[Feature]
MalaJeans opened this issue · 2 comments
MalaJeans commented
hi,@yaoyaoding
Hidet is amazing and is learning from him recently.
Please there are some official tutorial for testing matrix multiplication with Hidet?Thank you!
yaoyaoding commented
Hi @MalaJeans,
There is not operator level benchmark suite in hidet for now. For now, you can use the following script to benchmark the matrix multiplication kernel performance generated by hidet:
import hidet
import torch
import torch.backends.cuda
from hidet.graph.ops.definitions.matmul.matmul_f16 import matmul_f16
from hidet.graph.ops.definitions.matmul.batch_matmul import batch_matmul
def bench_matmul_f16():
hidet.option.cache_dir('./outs/cache') # see the cache for the generated kernels
hidet.option.search_space(2)
for (m, k, n) in [(1024, 1024, 1024), (1024, 768, 3072)]:
print('Benchmarking {} x {} x {}'.format(m, k, n))
aa = torch.randn(m, k, dtype=torch.float16, device='cuda')
bb = torch.randn(k, n, dtype=torch.float16, device='cuda')
print('torch: {:.3f} ms'.format(hidet.utils.benchmark_func(lambda: torch.matmul(aa, bb))))
a = hidet.symbol([m, k], dtype='float16', device='cuda')
b = hidet.symbol([k, n], dtype='float16', device='cuda')
c = matmul_f16(a, b)
print('hidet: {:.3f} ms'.format(c.op.latency()))
def bench_matmul_f32():
hidet.option.cache_dir('./outs/cache') # see the cache for the generated kernels
hidet.option.search_space(2)
torch.backends.cuda.matmul.allow_tf32 = True
for (m, k, n) in [(1024, 1024, 1024), (1024, 768, 3072)]:
print('Benchmarking {} x {} x {}'.format(m, k, n))
aa = torch.randn(m, k, dtype=torch.float32, device='cuda')
bb = torch.randn(k, n, dtype=torch.float32, device='cuda')
print('torch: {:.3f} ms'.format(hidet.utils.benchmark_func(lambda: torch.matmul(aa, bb))))
a = hidet.symbol([1, m, k], dtype='float32', device='cuda')
b = hidet.symbol([1, k, n], dtype='float32', device='cuda')
c = batch_matmul(a, b, mma='mma')
print('hidet: {:.3f} ms'.format(c.op.latency()))
def main():
print('float16')
bench_matmul_f16()
print()
print('float32')
bench_matmul_f32()
if __name__ == '__main__':
main()
On my workstation equipped with RTX 3090, I have got the following numbers:
float16
Benchmarking 1024 x 1024 x 1024
torch: 0.043 ms
hidet: 0.037 ms
Benchmarking 1024 x 768 x 3072
torch: 0.092 ms
hidet: 0.078 ms
float32
Benchmarking 1024 x 1024 x 1024
torch: 0.082 ms
hidet: 0.103 ms
Benchmarking 1024 x 768 x 3072
torch: 0.185 ms
hidet: 0.188 ms
(The pytorch uses cublas kernels, both hidet and pytorch used tensor core)
MalaJeans commented
hi, @yaoyaoding
Thank you for your busy reply.
I will have a try.

# SOURCE EXCERPT

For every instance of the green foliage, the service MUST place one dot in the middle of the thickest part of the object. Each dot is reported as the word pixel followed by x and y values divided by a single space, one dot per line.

# EXERCISE INSTRUCTIONS
Translate this sentence from the Hidet benchmarking thread into Spanish: "On my workstation equipped with RTX 3090, I have got the following numbers:"

# SOLUTION TO THIS PROBLEM
En mi estación de trabajo equipada con una RTX 3090, obtuve los siguientes números: